_WHAT IS REQUIRED_.
From the line containing "Target: tree trunk" onward to the last line of the data below, copy each line exactly and add nothing.

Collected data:
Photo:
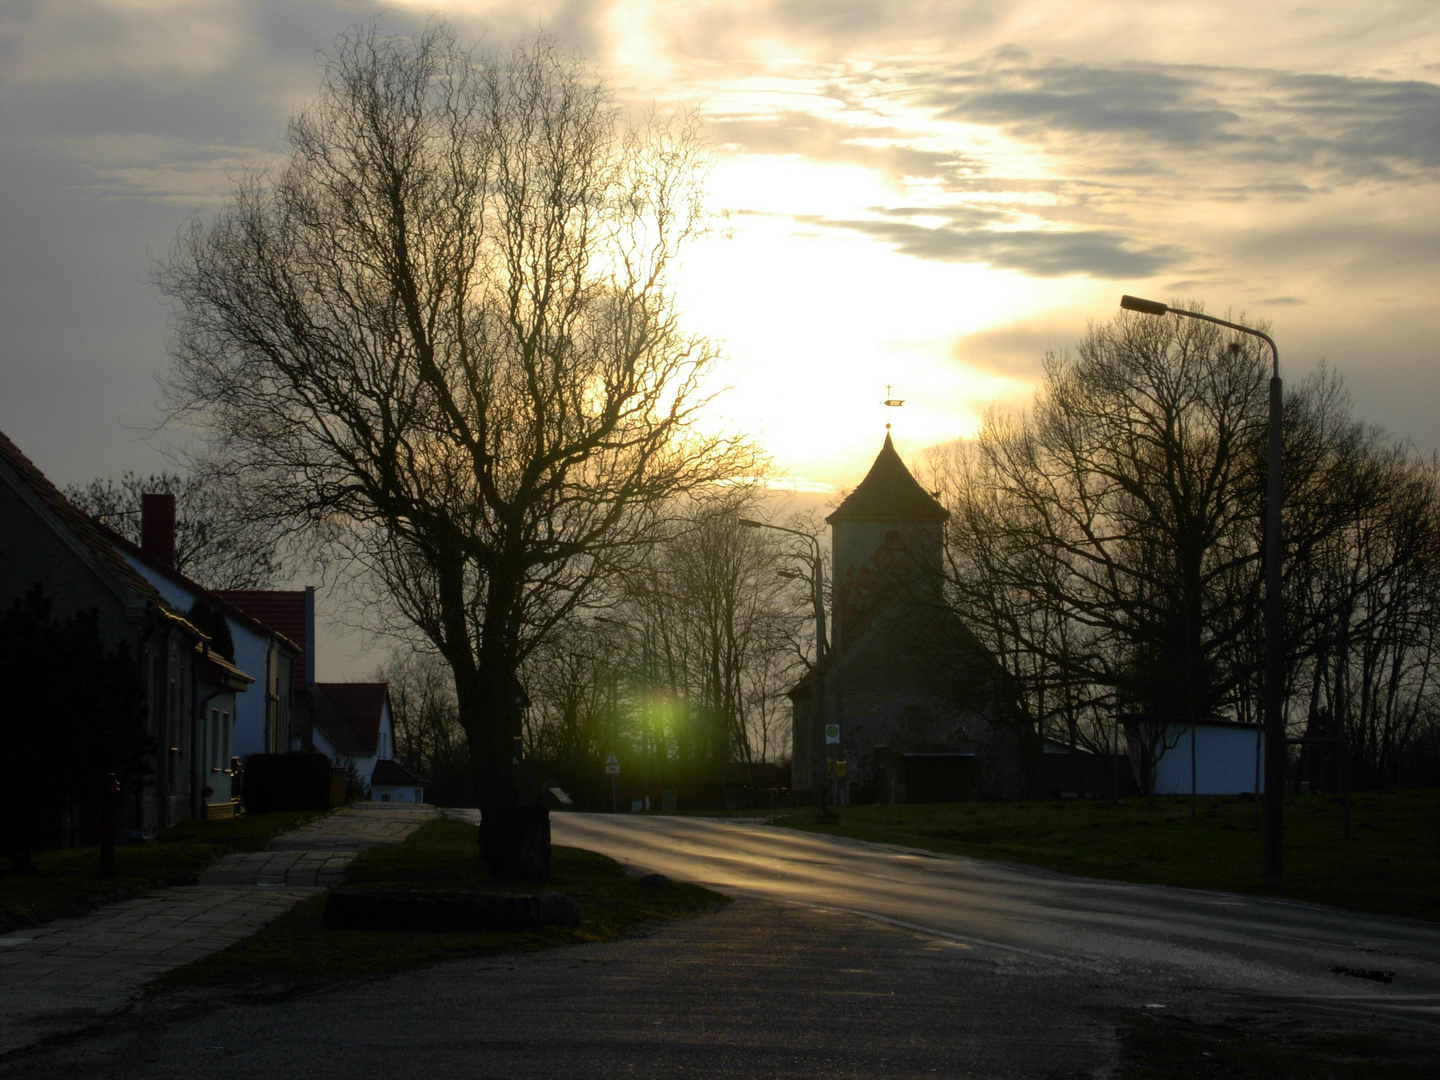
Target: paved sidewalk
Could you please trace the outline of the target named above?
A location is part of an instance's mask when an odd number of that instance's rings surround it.
[[[355,855],[398,844],[428,806],[361,803],[216,860],[200,884],[0,935],[0,1054],[125,1008],[157,976],[248,937],[345,878]]]

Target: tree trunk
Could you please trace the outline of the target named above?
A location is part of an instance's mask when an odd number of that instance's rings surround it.
[[[487,659],[473,684],[456,687],[480,807],[480,861],[495,881],[545,881],[550,812],[539,780],[519,760],[519,683],[511,670],[485,670]]]
[[[496,881],[548,880],[550,811],[544,806],[482,805],[480,860]]]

_ANSWER TO THE EXERCISE_.
Target: tree trunk
Could you please trace the outline of the target named above?
A location is part of an instance's mask when an odd number of that instance's rings surround it.
[[[487,659],[473,684],[456,687],[480,807],[480,861],[495,881],[545,881],[550,812],[539,780],[519,760],[519,683],[511,670],[485,670]]]
[[[496,881],[548,880],[550,811],[544,806],[482,805],[480,860]]]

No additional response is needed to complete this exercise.